··· SUPPLIED INFORMATION
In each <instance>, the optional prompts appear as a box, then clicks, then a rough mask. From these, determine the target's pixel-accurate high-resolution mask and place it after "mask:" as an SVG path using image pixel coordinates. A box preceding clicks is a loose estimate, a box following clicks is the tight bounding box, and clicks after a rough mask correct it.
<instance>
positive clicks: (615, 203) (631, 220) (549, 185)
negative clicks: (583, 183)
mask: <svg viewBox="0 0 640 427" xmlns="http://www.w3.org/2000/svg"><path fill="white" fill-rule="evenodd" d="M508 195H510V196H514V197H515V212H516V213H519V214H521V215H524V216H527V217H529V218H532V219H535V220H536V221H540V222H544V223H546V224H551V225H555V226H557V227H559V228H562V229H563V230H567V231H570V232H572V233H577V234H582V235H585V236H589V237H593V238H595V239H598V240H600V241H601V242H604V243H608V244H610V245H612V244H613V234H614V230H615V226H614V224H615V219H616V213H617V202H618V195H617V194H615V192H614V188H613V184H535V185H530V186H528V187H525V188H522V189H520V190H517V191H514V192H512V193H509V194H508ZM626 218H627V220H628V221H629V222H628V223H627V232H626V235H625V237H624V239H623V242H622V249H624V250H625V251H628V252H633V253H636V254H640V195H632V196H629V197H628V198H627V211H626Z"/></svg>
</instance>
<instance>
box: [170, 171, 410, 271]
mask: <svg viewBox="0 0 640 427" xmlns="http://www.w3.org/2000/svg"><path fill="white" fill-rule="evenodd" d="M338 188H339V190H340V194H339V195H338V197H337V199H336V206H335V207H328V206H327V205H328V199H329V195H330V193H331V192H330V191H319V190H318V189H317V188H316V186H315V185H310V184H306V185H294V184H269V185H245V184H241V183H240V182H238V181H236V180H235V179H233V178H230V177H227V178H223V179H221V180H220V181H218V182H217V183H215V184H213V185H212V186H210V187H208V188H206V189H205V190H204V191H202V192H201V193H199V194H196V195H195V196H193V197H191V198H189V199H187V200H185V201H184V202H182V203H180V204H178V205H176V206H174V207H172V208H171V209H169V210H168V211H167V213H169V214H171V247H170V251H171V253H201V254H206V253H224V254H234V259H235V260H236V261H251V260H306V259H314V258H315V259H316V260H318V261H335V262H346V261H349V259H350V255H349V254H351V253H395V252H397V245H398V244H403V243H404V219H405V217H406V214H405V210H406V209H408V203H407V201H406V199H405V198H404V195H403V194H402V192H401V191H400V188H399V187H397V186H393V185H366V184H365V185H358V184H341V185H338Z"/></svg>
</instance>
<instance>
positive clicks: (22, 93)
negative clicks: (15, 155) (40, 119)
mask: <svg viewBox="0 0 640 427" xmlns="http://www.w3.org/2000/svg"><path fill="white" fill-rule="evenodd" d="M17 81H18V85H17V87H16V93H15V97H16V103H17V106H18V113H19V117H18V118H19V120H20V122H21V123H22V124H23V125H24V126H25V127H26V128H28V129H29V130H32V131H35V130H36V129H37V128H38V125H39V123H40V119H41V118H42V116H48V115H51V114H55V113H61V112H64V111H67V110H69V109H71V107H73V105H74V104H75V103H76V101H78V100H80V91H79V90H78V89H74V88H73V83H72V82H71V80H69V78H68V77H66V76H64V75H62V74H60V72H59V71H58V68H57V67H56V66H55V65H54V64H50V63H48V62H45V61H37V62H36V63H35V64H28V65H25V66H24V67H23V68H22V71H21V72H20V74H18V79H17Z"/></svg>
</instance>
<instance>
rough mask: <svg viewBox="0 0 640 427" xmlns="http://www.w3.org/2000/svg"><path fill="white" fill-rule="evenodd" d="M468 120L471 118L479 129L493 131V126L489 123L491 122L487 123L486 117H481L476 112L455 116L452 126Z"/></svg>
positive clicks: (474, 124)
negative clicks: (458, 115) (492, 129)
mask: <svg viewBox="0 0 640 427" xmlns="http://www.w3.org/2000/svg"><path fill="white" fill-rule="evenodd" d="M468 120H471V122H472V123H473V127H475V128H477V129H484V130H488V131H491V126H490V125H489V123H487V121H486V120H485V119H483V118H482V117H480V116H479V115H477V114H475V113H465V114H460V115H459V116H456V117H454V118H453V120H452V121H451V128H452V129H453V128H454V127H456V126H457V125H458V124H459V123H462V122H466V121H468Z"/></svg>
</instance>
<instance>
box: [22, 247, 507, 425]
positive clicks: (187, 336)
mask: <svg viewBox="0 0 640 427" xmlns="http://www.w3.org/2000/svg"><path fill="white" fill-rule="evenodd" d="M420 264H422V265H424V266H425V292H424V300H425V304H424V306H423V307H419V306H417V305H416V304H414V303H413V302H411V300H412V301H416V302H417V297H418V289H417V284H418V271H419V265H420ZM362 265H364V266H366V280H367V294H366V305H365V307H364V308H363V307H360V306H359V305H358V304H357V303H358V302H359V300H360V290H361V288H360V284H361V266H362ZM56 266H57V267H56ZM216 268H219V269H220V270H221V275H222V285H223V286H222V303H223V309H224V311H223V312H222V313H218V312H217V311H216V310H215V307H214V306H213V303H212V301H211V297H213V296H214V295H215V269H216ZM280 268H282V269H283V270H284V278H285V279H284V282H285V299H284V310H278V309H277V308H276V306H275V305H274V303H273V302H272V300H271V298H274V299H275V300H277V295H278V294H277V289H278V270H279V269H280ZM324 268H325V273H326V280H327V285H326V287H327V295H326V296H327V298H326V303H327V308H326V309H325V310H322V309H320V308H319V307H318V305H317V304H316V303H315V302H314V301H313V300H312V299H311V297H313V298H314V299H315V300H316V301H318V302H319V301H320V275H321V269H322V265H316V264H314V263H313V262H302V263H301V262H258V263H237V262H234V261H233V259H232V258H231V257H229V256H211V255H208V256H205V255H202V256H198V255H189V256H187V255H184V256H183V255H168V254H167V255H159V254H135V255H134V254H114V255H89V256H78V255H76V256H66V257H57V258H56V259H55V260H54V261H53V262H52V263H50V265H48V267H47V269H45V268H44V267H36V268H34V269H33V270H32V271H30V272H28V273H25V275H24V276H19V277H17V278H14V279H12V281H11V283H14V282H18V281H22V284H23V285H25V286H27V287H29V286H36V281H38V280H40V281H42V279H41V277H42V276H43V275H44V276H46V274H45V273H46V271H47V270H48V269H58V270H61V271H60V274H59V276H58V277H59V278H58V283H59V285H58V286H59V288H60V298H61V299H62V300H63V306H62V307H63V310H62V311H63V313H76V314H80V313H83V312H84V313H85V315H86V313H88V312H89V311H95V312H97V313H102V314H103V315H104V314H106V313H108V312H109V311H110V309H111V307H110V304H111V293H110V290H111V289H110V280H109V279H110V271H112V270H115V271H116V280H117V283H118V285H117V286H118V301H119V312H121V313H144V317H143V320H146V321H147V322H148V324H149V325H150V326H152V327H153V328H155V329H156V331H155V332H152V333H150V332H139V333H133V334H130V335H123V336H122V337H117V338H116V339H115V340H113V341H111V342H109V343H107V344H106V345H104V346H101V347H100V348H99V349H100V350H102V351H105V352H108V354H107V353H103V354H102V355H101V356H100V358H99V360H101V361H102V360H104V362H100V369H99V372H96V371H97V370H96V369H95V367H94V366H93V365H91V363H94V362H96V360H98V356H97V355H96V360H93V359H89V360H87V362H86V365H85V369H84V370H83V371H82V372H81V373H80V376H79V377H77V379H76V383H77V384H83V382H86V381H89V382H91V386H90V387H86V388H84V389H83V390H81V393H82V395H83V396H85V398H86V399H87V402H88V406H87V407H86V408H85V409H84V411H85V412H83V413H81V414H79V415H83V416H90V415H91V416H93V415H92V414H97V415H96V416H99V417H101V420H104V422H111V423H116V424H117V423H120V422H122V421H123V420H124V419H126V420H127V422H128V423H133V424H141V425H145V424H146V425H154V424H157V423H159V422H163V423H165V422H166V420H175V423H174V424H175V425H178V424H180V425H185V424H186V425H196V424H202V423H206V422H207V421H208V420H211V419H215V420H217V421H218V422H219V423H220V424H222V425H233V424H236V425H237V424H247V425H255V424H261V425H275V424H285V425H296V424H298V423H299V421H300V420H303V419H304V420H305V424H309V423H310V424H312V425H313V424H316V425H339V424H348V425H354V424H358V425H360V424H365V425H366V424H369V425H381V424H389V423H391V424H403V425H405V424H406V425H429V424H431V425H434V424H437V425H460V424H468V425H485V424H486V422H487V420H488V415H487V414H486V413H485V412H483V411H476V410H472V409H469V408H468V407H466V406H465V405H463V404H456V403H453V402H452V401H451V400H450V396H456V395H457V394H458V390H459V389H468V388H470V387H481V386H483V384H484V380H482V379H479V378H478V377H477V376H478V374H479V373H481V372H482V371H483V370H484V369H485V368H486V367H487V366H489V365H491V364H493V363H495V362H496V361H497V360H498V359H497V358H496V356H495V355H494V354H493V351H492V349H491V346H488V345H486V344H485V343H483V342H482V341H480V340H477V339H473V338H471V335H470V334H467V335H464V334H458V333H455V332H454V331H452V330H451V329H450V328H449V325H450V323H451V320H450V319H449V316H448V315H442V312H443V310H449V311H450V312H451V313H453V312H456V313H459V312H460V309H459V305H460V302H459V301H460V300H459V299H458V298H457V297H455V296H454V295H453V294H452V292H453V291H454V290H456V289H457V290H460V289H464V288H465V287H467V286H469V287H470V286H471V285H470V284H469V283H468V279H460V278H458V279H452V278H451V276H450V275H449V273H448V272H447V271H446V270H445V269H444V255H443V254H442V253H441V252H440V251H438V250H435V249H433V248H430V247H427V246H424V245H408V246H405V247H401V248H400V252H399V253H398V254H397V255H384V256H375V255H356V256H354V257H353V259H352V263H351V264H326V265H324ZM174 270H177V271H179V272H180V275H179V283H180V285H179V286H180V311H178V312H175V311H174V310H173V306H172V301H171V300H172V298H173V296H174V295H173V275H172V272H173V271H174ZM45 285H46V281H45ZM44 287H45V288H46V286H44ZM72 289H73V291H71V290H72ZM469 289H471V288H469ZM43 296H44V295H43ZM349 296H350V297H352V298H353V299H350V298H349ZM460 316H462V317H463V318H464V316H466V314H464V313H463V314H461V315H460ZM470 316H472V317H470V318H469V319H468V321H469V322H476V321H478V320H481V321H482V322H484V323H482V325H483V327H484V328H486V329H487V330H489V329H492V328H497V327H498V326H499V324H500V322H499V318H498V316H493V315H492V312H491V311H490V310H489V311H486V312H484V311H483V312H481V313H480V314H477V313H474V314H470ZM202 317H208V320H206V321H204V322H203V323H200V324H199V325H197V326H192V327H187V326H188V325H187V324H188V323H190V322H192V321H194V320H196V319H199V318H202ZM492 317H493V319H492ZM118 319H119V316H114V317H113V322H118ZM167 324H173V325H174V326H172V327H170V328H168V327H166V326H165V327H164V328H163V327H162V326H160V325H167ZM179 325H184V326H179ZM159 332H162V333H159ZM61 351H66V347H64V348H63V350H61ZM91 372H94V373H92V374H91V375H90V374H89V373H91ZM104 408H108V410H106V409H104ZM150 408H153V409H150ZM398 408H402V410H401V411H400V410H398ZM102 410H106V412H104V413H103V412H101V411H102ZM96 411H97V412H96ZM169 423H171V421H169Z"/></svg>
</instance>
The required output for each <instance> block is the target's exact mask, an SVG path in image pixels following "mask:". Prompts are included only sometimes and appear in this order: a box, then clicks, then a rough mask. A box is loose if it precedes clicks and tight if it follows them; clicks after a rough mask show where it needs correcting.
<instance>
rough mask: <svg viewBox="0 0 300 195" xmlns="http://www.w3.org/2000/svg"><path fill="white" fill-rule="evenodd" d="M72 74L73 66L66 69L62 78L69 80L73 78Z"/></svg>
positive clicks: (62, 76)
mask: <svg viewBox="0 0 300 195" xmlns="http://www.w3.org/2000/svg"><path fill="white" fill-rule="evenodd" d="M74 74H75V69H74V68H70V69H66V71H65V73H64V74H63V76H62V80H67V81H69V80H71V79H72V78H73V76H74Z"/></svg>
······
··· SUPPLIED INFORMATION
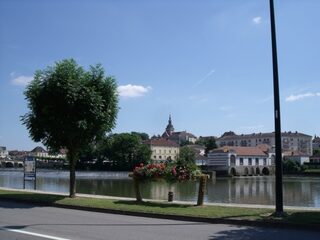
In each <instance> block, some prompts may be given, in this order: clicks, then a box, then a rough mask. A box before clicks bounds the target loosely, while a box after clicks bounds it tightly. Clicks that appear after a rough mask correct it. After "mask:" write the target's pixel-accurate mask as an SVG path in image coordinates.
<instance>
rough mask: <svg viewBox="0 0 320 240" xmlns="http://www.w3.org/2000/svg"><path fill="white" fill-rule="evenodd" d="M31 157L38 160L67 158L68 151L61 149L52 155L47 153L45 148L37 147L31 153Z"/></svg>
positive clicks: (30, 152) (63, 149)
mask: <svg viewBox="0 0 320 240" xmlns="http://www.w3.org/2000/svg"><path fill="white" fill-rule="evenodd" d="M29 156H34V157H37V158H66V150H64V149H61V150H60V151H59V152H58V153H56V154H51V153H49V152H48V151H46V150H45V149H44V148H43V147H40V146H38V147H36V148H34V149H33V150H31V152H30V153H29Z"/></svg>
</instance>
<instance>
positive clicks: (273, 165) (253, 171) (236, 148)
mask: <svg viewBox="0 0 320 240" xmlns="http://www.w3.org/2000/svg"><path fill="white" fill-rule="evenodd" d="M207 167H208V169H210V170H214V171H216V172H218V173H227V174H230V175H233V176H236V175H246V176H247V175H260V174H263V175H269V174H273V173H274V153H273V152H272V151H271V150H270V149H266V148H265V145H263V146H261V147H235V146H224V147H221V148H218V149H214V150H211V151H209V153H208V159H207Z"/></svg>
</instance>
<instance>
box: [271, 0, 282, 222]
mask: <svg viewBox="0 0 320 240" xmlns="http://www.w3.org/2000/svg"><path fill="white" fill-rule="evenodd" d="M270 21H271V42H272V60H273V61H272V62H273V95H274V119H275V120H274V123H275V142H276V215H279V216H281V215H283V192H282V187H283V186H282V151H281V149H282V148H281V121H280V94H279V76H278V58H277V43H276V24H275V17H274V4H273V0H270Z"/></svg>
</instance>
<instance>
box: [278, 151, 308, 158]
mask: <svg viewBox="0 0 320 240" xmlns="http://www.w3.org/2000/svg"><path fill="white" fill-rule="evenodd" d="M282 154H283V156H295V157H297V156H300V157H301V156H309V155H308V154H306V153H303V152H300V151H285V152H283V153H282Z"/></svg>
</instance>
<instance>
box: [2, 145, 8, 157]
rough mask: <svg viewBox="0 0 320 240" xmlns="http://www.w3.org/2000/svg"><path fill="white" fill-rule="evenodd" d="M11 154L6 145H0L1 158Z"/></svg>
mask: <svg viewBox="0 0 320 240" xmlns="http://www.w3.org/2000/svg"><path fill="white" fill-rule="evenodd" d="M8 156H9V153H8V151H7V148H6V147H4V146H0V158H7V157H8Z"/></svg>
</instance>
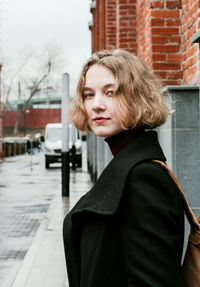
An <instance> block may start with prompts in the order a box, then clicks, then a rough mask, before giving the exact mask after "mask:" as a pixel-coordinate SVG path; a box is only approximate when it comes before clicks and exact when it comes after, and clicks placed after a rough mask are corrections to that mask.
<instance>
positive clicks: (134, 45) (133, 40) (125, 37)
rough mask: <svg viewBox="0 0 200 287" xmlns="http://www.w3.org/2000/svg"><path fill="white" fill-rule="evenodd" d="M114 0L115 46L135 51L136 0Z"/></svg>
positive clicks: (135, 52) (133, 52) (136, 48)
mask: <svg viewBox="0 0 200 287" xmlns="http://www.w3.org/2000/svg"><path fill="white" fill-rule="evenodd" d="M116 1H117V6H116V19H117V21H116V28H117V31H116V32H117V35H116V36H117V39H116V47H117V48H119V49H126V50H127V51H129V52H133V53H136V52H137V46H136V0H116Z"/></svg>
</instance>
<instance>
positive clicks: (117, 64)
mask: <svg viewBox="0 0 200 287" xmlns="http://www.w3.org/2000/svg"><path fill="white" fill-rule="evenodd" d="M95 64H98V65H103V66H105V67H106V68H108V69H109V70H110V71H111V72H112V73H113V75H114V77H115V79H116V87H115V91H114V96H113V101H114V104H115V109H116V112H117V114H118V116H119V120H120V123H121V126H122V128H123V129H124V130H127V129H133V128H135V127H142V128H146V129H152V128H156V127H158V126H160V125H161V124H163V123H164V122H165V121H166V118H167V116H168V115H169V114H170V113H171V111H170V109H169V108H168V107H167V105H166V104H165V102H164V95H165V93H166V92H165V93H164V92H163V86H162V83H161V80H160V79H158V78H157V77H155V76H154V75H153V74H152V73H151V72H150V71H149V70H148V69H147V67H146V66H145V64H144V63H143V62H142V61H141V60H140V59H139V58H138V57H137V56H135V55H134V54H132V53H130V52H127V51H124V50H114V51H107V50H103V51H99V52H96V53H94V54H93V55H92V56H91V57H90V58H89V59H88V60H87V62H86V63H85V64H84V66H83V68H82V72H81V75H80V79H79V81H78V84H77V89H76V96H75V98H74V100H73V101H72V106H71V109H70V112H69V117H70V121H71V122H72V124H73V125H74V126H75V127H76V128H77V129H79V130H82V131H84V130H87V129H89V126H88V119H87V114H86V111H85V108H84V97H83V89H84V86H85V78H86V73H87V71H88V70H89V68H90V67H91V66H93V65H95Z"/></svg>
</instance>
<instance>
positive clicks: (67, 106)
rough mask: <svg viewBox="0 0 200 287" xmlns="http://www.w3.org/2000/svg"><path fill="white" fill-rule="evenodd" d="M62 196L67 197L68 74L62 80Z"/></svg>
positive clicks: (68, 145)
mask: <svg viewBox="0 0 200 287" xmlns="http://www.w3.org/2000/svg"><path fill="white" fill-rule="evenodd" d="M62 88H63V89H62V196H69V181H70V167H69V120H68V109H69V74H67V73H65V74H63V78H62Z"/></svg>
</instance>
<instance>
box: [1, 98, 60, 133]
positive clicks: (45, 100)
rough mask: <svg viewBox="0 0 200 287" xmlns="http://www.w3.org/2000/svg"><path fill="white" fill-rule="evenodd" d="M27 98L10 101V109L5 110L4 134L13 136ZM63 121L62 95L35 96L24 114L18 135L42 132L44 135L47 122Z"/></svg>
······
TASK PROMPT ->
Gather each line of the rows above that contains the word "negative".

TASK OUTPUT ->
negative clicks: (583, 183)
negative clicks: (15, 155) (40, 119)
negative clicks: (458, 115) (492, 129)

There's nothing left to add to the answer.